**Instructions for the task**
Rename "tree canopy" to "forest canopy" throughout the rows below, keeping every other word unchanged and omitting the pictures from your answer.

>>>

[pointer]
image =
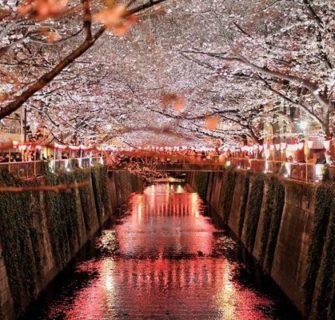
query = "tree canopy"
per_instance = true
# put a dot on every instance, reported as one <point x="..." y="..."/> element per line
<point x="169" y="71"/>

<<<

**Output for this task**
[pointer]
image =
query = "forest canopy"
per_instance = true
# put a dot on every instance, reported as one <point x="..." y="..."/> element per line
<point x="169" y="71"/>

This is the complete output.